- **WORK REQUIRED**: Turn the records below into a numbered list with one line per item, and leave out any blank lines.

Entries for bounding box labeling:

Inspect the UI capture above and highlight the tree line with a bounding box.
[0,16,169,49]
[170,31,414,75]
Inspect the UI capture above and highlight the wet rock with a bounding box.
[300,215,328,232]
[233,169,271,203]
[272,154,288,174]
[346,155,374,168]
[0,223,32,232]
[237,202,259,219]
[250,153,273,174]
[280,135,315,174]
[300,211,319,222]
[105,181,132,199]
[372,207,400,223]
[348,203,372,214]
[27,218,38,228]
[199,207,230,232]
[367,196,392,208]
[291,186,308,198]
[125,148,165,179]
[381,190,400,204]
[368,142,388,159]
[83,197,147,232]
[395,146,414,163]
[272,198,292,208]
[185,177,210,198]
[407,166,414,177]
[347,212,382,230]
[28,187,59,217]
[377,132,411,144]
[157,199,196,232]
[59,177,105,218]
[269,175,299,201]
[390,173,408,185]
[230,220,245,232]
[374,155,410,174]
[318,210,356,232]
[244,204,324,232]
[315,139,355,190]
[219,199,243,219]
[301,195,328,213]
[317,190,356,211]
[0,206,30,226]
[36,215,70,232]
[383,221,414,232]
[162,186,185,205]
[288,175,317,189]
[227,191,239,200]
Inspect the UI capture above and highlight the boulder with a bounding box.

- **SOLUTION**:
1. Inspect the UI capture above and highlight the tree line with a bounding box.
2. [0,16,169,49]
3. [170,31,414,75]
4. Inspect the UI capture above and highlight the wet rock with a bounding box.
5. [300,215,328,232]
6. [233,169,271,203]
7. [272,154,288,174]
8. [346,155,374,168]
9. [0,223,32,232]
10. [237,202,259,219]
11. [250,153,273,174]
12. [280,135,315,174]
13. [300,211,319,222]
14. [105,181,132,199]
15. [372,207,400,223]
16. [348,203,372,214]
17. [27,218,38,228]
18. [199,207,230,232]
19. [367,196,392,208]
20. [291,186,308,198]
21. [125,148,165,179]
22. [381,190,400,204]
23. [368,142,388,159]
24. [83,197,147,232]
25. [395,146,414,163]
26. [272,198,292,208]
27. [185,177,210,198]
28. [407,166,414,177]
29. [347,212,382,230]
30. [28,187,59,217]
31. [377,132,411,144]
32. [157,199,196,232]
33. [59,177,105,218]
34. [269,175,299,201]
35. [390,173,408,185]
36. [230,220,245,232]
37. [374,155,410,174]
38. [318,210,356,232]
39. [244,204,324,232]
40. [315,139,355,190]
41. [219,199,243,219]
42. [301,195,328,213]
43. [317,190,356,211]
44. [0,206,30,226]
45. [36,215,70,232]
46. [383,221,414,232]
47. [162,186,185,205]
48. [288,175,317,189]
49. [227,191,239,200]
50. Inspect the UI capture above and highlight the boulder with a bounding box.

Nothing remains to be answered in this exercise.